**EXERCISE DETAILS:** Give the rows below as a two-column CSV with the headers "text" and "answer," one line per row. Put each row's text and its answer in one quoted field apiece, with line breaks replaced by spaces.

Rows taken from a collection
******

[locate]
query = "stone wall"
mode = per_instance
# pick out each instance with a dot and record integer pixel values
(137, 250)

******

**COMPLETE ANSWER:**
text,answer
"[locate] query = ""stone wall"" mode = per_instance # pick out each instance with a dot and record integer pixel values","(137, 250)"